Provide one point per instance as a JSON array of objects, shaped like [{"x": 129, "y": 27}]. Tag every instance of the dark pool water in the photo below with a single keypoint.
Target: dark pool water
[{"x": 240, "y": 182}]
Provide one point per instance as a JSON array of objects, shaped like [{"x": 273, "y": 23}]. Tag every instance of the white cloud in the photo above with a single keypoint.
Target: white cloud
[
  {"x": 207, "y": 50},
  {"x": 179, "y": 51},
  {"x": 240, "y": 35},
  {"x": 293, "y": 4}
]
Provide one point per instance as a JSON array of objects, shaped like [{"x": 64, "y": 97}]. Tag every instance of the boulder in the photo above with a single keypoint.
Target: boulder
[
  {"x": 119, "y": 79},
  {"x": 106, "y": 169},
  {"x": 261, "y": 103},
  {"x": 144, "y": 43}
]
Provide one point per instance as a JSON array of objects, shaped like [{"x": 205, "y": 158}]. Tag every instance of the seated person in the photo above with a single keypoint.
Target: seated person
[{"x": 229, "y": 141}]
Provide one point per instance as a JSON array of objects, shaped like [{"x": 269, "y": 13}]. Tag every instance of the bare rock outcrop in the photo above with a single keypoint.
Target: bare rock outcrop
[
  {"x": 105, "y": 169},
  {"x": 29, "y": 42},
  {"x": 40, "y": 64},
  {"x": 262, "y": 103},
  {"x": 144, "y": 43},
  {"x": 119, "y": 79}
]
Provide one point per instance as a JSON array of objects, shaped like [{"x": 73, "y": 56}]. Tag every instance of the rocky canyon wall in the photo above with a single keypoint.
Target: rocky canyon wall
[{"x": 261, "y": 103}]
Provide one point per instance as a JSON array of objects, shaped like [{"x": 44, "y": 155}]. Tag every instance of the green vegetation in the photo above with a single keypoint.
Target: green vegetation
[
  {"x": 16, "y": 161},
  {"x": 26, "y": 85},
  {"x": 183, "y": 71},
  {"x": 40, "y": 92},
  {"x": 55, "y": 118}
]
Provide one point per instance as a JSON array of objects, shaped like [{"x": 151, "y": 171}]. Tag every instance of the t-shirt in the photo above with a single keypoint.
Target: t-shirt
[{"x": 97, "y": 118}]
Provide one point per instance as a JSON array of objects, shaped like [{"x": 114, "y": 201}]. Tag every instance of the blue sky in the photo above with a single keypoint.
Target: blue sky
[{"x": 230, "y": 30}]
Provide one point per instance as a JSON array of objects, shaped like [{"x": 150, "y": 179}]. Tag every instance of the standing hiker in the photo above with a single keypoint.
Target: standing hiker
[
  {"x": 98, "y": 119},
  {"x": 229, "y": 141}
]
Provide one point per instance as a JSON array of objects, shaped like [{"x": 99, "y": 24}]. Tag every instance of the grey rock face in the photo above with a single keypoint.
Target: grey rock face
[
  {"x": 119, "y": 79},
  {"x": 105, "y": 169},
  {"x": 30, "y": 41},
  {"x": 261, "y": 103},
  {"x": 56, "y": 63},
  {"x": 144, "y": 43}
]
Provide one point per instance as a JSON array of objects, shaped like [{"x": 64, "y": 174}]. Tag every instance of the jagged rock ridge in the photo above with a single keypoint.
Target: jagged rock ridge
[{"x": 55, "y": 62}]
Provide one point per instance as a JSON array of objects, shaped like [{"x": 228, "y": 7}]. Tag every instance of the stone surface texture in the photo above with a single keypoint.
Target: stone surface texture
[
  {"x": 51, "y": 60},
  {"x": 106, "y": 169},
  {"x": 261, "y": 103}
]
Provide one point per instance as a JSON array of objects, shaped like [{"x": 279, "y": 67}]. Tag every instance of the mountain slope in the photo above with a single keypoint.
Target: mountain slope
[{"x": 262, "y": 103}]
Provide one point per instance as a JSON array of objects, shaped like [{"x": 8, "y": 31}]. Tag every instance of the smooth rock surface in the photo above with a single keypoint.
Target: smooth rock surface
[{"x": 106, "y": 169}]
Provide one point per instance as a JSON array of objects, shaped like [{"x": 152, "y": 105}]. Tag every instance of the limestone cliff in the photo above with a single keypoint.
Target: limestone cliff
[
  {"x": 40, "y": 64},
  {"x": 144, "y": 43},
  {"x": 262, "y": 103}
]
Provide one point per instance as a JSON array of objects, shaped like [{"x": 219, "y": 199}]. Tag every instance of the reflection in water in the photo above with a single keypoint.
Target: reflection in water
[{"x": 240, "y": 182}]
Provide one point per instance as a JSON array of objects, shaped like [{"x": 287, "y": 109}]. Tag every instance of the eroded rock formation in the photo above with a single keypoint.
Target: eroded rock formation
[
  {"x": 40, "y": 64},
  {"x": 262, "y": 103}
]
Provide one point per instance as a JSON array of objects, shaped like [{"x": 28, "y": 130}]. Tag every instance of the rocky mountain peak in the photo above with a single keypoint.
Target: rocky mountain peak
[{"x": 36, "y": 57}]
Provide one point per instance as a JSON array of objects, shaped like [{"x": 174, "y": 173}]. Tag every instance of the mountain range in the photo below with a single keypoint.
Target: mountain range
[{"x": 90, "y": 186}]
*****
Task to carry out: Copy only the lines in the listing that contain "below".

The answer:
Provide one point per instance as a JSON array of objects, shaped like [{"x": 129, "y": 27}]. Tag every instance of the dark pool water in the photo below with a single keypoint.
Provide one point per instance as a JSON array of objects, shaped like [{"x": 174, "y": 173}]. Tag every instance of the mountain range in the photo below with a single keypoint.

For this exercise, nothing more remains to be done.